**Required work**
1: Answer these questions about the forum discussion on women in the military:
(a) How much does the muscular buddy weigh who, according to the first comment, could not be carried out of combat?
(b) Who posted the comment titled "Physical standards"?
(c) According to Mr.Surly, how do the physical standards for women in the military compare with those for men?
2: Proceed with the forum discussion on women in the military, continuing from the end of its final comment.

**Excerpt provided**
Your example of carrying a person on the battle-field is interesting, but irrelevant.  Two-(wo)man teams could be created considering such (i.e., pairing equivalently weighted individuals).  There's also no way a soldier could carry his muscular 300-pound buddy out of combat:  doesn't mean we shouldn't disallow people who are 300 pounds of muscle.

And your stereotype example can be counteracted by considering other stereotype examples:  man's injured in combat on the field, and would probably rather have a woman dealing with his wounds.  Why?  Because women tend to be more gentle and can handle such things better; also of course the emotional aspect.  Of course this is a generality which does not by any means apply to all situations, but neither does your generality.

Its very simple:  if a woman can meet the standards of the military, then she should be let in.  Standards also shouldn't be static, and should consider that excelling in one area may compensate for being poor in another.

Social Security is a pyramid scam.
[ Parent ]

Physical standards (4.00 / 2) (#239)
by Peaker on Fri Dec 27, 2002 at 04:38:46 PM EST

Few women would be able to fit the physical standards, and double-standards are likely to be formed.

[ Parent ]
Standards (5.00 / 1) (#241)
by Mr.Surly on Fri Dec 27, 2002 at 04:46:13 PM EST

There are physical standards for women in the military. They're far lower than the standards for men. It's no secret -- it's there for anyone to see.

Stored items:

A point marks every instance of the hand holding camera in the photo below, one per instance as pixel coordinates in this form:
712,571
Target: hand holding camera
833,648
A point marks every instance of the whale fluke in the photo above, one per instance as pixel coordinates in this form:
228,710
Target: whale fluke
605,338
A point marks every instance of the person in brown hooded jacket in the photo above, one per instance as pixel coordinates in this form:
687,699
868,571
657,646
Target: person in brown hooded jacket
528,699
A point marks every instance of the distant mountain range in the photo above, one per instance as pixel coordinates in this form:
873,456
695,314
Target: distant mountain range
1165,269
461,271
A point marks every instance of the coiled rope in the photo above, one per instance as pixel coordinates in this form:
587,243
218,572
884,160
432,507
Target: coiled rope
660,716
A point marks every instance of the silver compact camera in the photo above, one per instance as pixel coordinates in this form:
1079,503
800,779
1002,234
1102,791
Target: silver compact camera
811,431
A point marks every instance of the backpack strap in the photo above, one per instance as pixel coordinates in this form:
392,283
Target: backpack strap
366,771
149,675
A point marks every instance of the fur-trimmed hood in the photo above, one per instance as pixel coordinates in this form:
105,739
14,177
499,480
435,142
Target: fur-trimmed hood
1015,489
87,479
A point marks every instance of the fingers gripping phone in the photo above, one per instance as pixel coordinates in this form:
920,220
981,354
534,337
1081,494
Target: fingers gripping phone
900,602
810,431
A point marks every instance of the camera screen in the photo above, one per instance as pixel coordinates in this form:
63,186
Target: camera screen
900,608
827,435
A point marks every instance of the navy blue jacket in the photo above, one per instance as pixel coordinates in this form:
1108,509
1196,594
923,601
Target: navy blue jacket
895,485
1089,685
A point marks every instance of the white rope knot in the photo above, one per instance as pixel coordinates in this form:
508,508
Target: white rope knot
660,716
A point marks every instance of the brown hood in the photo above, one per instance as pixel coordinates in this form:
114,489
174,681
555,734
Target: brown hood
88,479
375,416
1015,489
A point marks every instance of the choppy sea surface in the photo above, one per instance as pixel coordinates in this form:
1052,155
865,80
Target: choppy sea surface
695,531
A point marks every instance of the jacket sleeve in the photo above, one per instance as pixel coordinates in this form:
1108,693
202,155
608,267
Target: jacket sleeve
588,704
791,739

**Written responses**
1:
(a) 300 pounds
(b) Peaker
(c) They are far lower.

2:
There is a reason for generalities and stereotypes. While there are exceptions to the rule (which I acknowlede in my original post), there is _still_ a rule, and it does apply. This is plain to see. Pointing out exceptions does not invalidate the norm.

Also, 'excelling in one area may compensate for being poor in another' isn't exactly workable. There should be minimum standards in all areas.

[ Parent ]
Partial non-sense (3.00 / 2) (#264)
by dh003i on Fri Dec 27, 2002 at 05:59:58 PM EST

Yes, presently there are lower standards for women in the military.  This is wrong and should be fixed.  It degrades the quality of the military and is insulting to women.

Part of my point is that -- due to the easy-wonders of modern medicine, like HGH and testosterone administration -- the "rules" you speak of are irrelevant.  Women can be just as strong as men, though the taking of such hormones has various negative consequences.

Also, if a woman can meet the standards for the job, then let her do it.  If not, then don't.

Your last point is complete non-sense, and I suspect that's why you don't back it up.  The physical requirements needed to be a fighter pilot or work in a submarine are vastly different from those needed to be a front-line soldier or a sniper.  Thus, depending on what area of the service one is interested in, the standards should be different.  As I pointed out, there are many areas where the natural attributes of women are beneficial, such as being a fighter pilot, or working in a submarine.  Other examples would include counter-intelligence (i.e., spies) and assasins.

Social Security is a pyramid scam.
[ Parent ]

Not nonsense (none / 0) (#413)
by Mr.Surly on Sat Dec 28, 2002 at 09:30:52 PM EST

My last point is completely valid. Certain minimum requirements are certainly necessary. While they need not be too high (and certainly, they are not), they ought to be there. Things like minimum visual acuity, strength, endurance, age, health and intelligence.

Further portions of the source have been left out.